__Stated task A__. In the rows, replace "photo" with "image" from the line with "Could you please indicate the yellow reflection" to the line with "(1021, 316)". Return only those lines, with everything else unchanged.

***** Extract to read

Configuration Reference

The trainer uses structured Pydantic models for configuration, making it easy to customize training parameters. This guide covers all available configuration options and their usage.

📋 Overview

The main configuration class is LtxvTrainerConfig, which includes the following sub-configurations:

ModelConfig: Base model and training mode settings
LoraConfig: LoRA training parameters
ConditioningConfig: Video conditioning settings (reference videos, first frame conditioning)
OptimizationConfig: Learning rate, batch sizes, and scheduler settings
AccelerationConfig: Mixed precision and other optimization settings
DataConfig: Data loading parameters
ValidationConfig: Validation and inference settings
CheckpointsConfig: Checkpoint saving frequency and retention settings
HubConfig: Hugging Face Hub integration settings
FlowMatchingConfig: Timestep sampling parameters

📄 Example Configuration Files

Check out our example configurations in the configs directory. You can use these as templates for your training runs:

📄 LTXV 2B Full Model Fine-tuning Example
📄 LTXV 2B LoRA training Example
📄 LTXV 13B LoRA training Example
📄 LTXV 2B LoRA Fine-tuning Example (Low VRAM) - Optimized for GPUs with 24GB VRAM
📄 LTXV 13B IC-LoRA Training Example - Video-to-video transformation training

⚙️ Configuration Sections

ModelConfig

Controls the base model and training mode settings.

**********
***** Working data

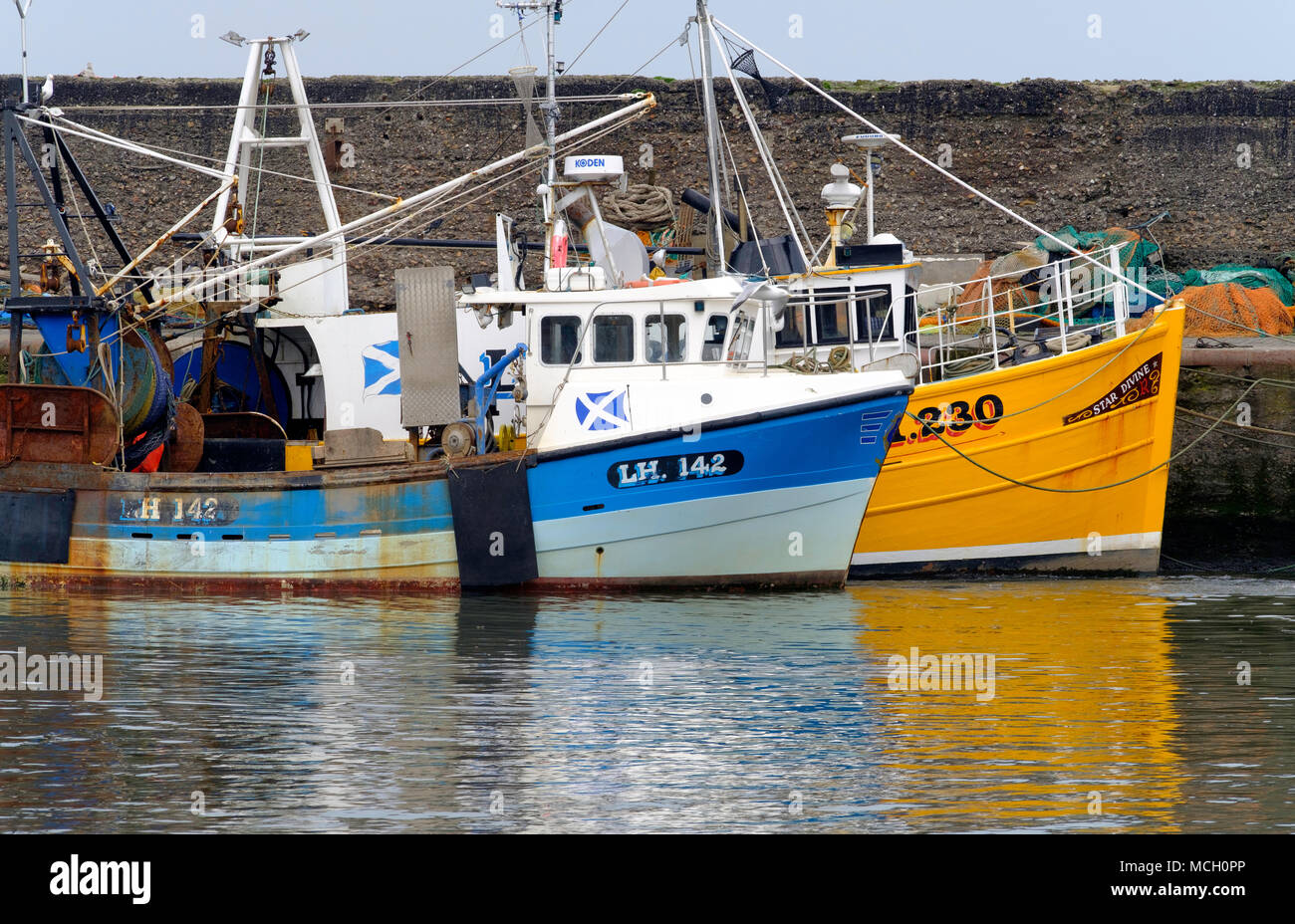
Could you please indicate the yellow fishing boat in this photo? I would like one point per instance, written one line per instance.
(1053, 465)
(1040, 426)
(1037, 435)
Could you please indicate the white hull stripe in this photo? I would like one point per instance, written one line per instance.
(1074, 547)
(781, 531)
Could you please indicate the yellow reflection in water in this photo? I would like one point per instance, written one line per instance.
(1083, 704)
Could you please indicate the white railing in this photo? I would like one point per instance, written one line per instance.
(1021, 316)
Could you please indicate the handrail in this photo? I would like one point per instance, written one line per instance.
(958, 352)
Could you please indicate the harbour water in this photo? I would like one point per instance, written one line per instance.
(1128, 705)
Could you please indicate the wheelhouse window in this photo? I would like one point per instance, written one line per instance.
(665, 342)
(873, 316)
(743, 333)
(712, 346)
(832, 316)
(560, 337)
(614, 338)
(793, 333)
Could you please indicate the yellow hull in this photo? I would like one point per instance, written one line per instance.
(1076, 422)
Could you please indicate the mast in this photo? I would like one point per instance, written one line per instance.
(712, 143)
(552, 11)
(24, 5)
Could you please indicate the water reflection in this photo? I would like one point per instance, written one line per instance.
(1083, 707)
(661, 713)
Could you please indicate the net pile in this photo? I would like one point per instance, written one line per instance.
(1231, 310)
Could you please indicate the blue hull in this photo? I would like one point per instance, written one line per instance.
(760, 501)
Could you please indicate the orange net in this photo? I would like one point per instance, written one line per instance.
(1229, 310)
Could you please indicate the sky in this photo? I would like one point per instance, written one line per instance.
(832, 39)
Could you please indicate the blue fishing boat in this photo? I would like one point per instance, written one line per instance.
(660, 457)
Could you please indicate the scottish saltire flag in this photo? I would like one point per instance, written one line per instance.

**********

__Stated task B__. From the configuration reference, copy the passage from "Configuration Reference" to "and their usage." word for word.

__Expected answer A__.
Could you please indicate the yellow reflection in water in this image? I would like one point per instance, written one line per instance.
(1083, 704)
Could you please indicate the white railing in this image? I would like one point per instance, written one line per instance.
(1021, 316)

__Expected answer B__.
Configuration Reference

The trainer uses structured Pydantic models for configuration, making it easy to customize training parameters. This guide covers all available configuration options and their usage.